| Given task |
Reproduce, word for word, the lines of the records from the line with "covered path and" up to and including the line with "column 96, row 225", and nothing else.

* start Exercise materials *

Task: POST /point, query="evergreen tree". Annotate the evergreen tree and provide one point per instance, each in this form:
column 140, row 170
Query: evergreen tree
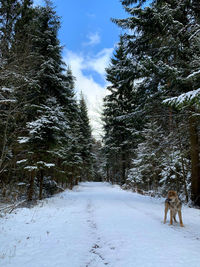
column 120, row 130
column 85, row 141
column 164, row 44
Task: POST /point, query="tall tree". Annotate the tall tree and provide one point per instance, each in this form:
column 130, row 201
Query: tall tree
column 85, row 141
column 120, row 130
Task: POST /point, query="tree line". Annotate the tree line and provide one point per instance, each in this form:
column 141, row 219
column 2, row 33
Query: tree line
column 151, row 113
column 45, row 135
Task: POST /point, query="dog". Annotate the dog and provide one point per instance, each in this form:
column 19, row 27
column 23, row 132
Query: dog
column 173, row 204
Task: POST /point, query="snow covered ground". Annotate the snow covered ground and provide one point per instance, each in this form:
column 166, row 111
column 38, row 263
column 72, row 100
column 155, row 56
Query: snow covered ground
column 97, row 224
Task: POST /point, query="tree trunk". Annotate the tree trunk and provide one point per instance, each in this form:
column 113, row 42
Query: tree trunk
column 31, row 186
column 195, row 168
column 41, row 183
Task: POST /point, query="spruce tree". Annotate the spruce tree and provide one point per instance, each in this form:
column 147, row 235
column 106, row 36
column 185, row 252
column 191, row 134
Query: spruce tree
column 85, row 141
column 163, row 43
column 120, row 130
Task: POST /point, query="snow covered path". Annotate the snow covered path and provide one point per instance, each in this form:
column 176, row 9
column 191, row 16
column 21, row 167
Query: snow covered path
column 98, row 225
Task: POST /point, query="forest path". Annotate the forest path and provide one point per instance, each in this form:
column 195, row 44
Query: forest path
column 96, row 225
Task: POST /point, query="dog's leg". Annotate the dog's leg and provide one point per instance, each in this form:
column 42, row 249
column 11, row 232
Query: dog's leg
column 171, row 216
column 166, row 210
column 180, row 218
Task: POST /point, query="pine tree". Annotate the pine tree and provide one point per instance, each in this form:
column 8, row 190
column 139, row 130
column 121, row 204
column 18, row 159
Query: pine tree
column 85, row 141
column 120, row 129
column 164, row 44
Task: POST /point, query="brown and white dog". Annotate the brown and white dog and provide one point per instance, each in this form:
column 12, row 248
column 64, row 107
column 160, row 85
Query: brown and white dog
column 173, row 204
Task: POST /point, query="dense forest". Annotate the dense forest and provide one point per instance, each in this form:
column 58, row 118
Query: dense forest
column 45, row 136
column 150, row 114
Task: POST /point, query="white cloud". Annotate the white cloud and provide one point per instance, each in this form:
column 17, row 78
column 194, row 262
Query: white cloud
column 93, row 91
column 93, row 39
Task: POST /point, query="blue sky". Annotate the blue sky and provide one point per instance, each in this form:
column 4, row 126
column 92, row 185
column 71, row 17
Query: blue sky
column 89, row 38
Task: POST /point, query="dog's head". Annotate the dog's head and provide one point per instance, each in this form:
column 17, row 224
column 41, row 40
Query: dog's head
column 172, row 194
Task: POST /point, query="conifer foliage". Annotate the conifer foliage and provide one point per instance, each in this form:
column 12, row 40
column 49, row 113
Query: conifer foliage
column 161, row 44
column 45, row 137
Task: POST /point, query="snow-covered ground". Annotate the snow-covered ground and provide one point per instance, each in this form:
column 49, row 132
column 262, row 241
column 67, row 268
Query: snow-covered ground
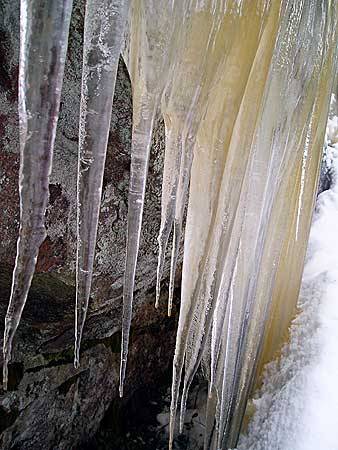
column 297, row 408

* end Exercise materials *

| Written response |
Task: POST /point, query="snow covered path". Annotate the snow covered path and provide one point per instance, each in this form:
column 176, row 9
column 191, row 16
column 21, row 167
Query: snow covered path
column 98, row 225
Task: POST /point, query="forest path". Annotate the forest path and provide one point per instance, each in this form:
column 195, row 44
Query: forest path
column 96, row 225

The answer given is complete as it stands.